[WHAT IS ASKED] Retype the passage of the letter on the landmarks ordinance amendments from "I am writing" up to and including "Section 32.260(C)".
***** SOURCE PASSAGE *****
All Members, Louisville Metro Council
By email only

Re: Proposed Landmarks Ordinance Amendments

Dear Council Members:

I am writing to express the concerns of the Kentucky Resources Council, Inc., both as a matter of law and of public policy, regarding the proposed amendment to Section 32.260 of the Louisville/Jefferson County Metro Code of Ordinances (Code). For the reasons outline below, I encourage your reconsideration of the proposal.

Section 32.260(C)

The latest iteration of the ordinance revision with respect to the petition for designation of a structure of property as a local landmark, modifies the existing requirement that the petition contain the verified signatures and addresses of 200 residents of Metro Louisville, by requiring that a majority of those signatures (101) come from residents or property owners within the greater of 1-mile surrounding the property or structure, the Council District in which the proposed landmark is located, or a combination of both.

Since all properties within Metro Louisville are located within a Metro Council District, and no district is smaller than 1 mile in circumference, it would appear that the more straightforward approach, if the Council determines that it wishes to so limit the petition process, to say that at least 101 of the signatures and addresses must be located within the Metro District or Districts in which the proposed landmark is located (since some may straddle two Council Districts).

The Council questions, however, as a matter of policy, the wisdom of limiting the petition process in this manner serves to divide the community rather than to recognize the significance of local landmarks not only to the neighborhoods in which they are located, but to the greater community.

32.260(D)(2)

The proposed amendment would require a staff study and report on a request for designation of a property or structure as a local landmark, within 18 days of submission of the petition, and a hearing within 60 calendar days (with the possibility of expanding that hearing timeframe to 75 days).
***** SOURCE MATERIAL *****
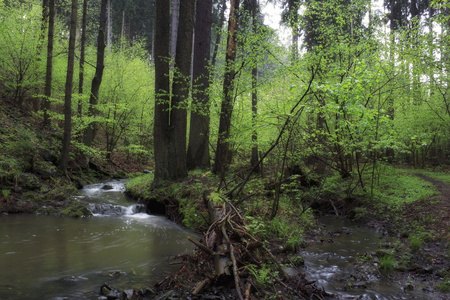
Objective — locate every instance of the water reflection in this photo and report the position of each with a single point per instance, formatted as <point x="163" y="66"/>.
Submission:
<point x="42" y="257"/>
*****
[COMPLETE OUTPUT]
I am writing to express the concerns of the Kentucky Resources Council, Inc., both as a matter of law and of public policy, regarding the proposed amendment to Section 32.260 of the Louisville/Jefferson County Metro Code of Ordinances (Code). For the reasons outline below, I encourage your reconsideration of the proposal.

Section 32.260(C)